__Task goal__
In the lines below, the string "orange" may appear; say how many lines hold it and give nothing more.

:: Data

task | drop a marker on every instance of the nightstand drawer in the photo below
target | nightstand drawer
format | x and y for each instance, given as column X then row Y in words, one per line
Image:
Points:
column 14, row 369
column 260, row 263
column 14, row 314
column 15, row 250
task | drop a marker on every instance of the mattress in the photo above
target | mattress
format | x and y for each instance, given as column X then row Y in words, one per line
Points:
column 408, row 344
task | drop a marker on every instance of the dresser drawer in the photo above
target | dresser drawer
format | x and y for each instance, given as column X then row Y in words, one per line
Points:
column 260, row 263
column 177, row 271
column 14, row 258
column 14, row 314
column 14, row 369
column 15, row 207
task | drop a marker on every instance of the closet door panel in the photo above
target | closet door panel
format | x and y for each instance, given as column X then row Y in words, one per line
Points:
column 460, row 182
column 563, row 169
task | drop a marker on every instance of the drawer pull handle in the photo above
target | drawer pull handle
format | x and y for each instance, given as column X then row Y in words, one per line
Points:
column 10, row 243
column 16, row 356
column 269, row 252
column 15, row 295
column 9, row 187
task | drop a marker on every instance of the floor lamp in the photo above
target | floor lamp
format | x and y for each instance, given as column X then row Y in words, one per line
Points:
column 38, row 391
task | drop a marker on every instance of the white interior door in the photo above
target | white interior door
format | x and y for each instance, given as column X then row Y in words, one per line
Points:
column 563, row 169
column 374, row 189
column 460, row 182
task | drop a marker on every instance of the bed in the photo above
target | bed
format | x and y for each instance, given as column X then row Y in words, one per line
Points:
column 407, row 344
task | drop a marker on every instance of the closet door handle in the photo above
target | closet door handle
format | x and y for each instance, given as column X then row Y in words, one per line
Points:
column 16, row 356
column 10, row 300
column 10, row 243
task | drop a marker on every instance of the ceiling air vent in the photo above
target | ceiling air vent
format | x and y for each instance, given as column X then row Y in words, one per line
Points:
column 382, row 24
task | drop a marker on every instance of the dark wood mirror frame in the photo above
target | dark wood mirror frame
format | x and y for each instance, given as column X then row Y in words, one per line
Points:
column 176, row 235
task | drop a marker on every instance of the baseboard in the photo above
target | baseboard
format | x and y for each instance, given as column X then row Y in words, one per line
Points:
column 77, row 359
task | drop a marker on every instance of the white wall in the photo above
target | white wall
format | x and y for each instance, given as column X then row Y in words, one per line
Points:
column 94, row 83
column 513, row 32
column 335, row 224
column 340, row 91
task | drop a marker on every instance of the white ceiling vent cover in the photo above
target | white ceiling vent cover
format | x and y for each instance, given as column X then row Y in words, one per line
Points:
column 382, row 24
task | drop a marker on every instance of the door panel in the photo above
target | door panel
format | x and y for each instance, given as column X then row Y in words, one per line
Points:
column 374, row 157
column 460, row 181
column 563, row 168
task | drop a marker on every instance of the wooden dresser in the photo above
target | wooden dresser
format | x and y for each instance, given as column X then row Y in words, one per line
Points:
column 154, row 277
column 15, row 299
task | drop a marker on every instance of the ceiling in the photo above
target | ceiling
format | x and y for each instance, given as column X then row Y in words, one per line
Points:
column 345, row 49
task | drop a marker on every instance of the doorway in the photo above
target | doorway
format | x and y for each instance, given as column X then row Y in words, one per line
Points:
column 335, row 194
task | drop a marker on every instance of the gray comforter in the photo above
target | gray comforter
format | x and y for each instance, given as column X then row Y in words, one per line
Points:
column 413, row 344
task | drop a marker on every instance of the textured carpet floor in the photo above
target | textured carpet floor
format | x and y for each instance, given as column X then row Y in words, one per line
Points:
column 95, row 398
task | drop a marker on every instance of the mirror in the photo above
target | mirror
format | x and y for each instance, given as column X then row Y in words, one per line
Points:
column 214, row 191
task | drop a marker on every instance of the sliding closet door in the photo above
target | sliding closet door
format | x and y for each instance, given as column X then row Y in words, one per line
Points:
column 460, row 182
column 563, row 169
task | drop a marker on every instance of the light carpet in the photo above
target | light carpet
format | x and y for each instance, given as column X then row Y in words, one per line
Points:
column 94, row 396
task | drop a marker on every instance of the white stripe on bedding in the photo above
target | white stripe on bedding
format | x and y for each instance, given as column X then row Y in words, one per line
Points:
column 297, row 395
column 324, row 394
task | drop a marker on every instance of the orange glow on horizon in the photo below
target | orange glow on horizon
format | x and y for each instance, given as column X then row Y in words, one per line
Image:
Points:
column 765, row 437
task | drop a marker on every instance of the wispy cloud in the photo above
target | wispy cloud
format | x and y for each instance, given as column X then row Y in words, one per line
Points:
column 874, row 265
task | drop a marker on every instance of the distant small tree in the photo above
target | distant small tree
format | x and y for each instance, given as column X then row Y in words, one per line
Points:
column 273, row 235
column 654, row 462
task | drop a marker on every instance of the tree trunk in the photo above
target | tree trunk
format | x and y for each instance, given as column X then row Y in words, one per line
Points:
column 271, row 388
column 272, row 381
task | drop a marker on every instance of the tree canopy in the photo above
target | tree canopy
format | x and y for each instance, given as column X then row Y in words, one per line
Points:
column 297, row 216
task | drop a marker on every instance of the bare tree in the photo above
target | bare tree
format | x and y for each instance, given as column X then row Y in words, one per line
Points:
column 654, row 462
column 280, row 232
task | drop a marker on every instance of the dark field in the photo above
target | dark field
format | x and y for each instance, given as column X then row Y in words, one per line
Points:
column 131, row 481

::::

__Output for this task__
2